(Dataset records on where objects are located)
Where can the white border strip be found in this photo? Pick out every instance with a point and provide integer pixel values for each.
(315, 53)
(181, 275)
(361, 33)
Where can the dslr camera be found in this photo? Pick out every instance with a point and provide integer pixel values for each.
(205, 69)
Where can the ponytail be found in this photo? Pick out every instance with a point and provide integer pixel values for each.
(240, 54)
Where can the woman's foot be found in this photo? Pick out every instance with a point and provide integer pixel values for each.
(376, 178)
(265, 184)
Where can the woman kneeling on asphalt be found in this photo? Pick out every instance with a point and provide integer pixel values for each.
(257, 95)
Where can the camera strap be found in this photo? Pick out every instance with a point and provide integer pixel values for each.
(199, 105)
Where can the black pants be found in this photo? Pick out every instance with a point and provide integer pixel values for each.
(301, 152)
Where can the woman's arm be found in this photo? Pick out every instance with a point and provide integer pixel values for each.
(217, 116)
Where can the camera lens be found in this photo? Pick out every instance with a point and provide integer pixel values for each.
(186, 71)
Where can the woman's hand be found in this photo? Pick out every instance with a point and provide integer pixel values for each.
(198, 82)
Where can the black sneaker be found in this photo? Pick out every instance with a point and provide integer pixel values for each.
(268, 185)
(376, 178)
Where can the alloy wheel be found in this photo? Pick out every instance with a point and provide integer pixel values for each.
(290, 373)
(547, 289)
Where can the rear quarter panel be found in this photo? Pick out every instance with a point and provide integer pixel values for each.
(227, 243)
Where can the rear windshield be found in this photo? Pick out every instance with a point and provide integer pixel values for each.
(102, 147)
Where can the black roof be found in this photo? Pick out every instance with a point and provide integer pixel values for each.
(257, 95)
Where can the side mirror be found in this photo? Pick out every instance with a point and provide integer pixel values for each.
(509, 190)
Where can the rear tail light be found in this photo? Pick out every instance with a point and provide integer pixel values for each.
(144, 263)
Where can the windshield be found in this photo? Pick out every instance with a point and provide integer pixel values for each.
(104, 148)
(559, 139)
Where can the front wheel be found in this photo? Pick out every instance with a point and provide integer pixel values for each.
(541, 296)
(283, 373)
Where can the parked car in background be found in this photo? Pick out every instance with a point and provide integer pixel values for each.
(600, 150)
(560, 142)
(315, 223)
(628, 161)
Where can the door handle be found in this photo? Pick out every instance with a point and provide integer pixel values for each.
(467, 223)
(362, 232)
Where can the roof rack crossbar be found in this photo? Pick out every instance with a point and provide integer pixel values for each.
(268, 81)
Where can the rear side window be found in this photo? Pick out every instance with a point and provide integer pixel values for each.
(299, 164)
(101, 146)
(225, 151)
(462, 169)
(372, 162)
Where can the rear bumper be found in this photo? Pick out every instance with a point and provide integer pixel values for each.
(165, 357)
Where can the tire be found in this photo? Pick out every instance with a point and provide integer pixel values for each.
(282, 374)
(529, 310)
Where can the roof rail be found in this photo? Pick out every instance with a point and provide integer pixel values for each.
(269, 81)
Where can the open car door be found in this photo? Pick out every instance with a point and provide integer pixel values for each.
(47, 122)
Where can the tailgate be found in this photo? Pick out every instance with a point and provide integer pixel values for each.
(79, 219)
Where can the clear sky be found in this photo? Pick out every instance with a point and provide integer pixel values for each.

_Task brief_: Change "integer pixel values" to "whole-number pixel coordinates" in every one of the items above, and keep all other text the same.

_Worked answer_:
Where can the white border strip be found in this photo? Pick out every instance with a point and provide whole-number pixel coordinates for each.
(315, 53)
(181, 275)
(361, 33)
Where can the dslr camera be found in this photo? Pick out every instance with a point and provide whole-number pixel coordinates for each.
(205, 69)
Where can the ponytail be found in this photo? Pick out every instance with a point and provide whole-number pixel coordinates for each.
(240, 54)
Where can the woman's foot be found in this photo? Pick out every instance with a point and provide whole-number pixel coordinates for each.
(376, 178)
(265, 184)
Where can the woman kneeling on asphalt be found in this photo? Pick out every instance with a point and provide whole-number pixel coordinates for each.
(257, 95)
Where can the camera strap be found in this photo? Pick out every instance with a point and provide whole-number pixel coordinates for each.
(199, 105)
Where can the black pants be found in this photo? Pick out every instance with a point and provide whole-number pixel coordinates for each.
(301, 152)
Where can the woman's arm be found in this photo? Pick out every instance with a point and provide whole-number pixel coordinates for each.
(217, 116)
Where can the camera lens be found in this photo? Pick out every instance with a point and provide whole-number pixel coordinates for each.
(186, 71)
Where can the woman's hand be found in this photo? Pick out every instance with a point and provide whole-number pixel coordinates for each.
(198, 82)
Where can the black sneaker be found in this photo? Pick out every instance with a point and provide whole-number pixel coordinates for each.
(268, 185)
(376, 178)
Where can the alloy wheel be found in this photo? Pick out every instance with a point and provide whole-number pixel coordinates for each.
(290, 373)
(547, 289)
Where can the rear quarter panel be found in this photo? Pick out every instance with a point and provide whole-number pixel coordinates for each.
(227, 243)
Where can the rear windshield be found in this photo? Pick out every instance with a point and provide whole-number pixel coordinates for each.
(102, 147)
Where can the black roof be found in this photo? Pick out every instance with a point and provide whole-number pixel coordinates for each.
(257, 95)
Where can the side mirror be found in this photo? Pick out every instance with a point and provide whole-number pixel coordinates for each.
(509, 190)
Where can the rear tail light be found in this photo? Pick out every instance with a point and provide whole-number pixel coordinates for each.
(144, 263)
Where can the windshield be found in this photo? Pick out every instance with a point and provide whole-number pixel coordinates for each.
(104, 148)
(559, 139)
Where can the front wheel be found in this photo? Pick out every instance with a point and provide whole-number pixel coordinates for each.
(541, 296)
(283, 373)
Where can the parked car in background be found in this photo? Pick out every instance with a point and provide whole-number pixel coordinates for each.
(600, 150)
(560, 142)
(315, 223)
(628, 161)
Where can the door handle be found in this photo? Pick out every instance with a point and provide whole-number pixel coordinates for each.
(467, 223)
(362, 232)
Where can the roof rack crossbar be found in this photo? Pick out every instance with a point and provide whole-number pixel coordinates for each.
(268, 81)
Where can the rear side window be found in this photo? Pick out every instance with a point and provide whole-number pixel coordinates for each.
(299, 164)
(101, 146)
(225, 151)
(462, 169)
(372, 162)
Where can the rear bumper be found in this photo? Pick out every instance with a point and provide whole-number pixel coordinates for each.
(165, 357)
Where can the tire be found in this photo? Pick out every instance with a point and provide whole-number pixel coordinates for each.
(282, 374)
(529, 310)
Where can the roof rail be found in this photo? Pick out every instance with a point and provide whole-number pixel coordinates for each.
(269, 81)
Where can the open car door be found in this photo? Pick out every instance with a point and provide whole-number pixel coordinates for each.
(47, 122)
Where can the tailgate be found in this photo? Pick out every instance with a point and provide whole-number pixel coordinates for each.
(79, 219)
Where can the clear sky be found in this photo? Pick out every instance with a point and provide whole-number pixel coordinates for each.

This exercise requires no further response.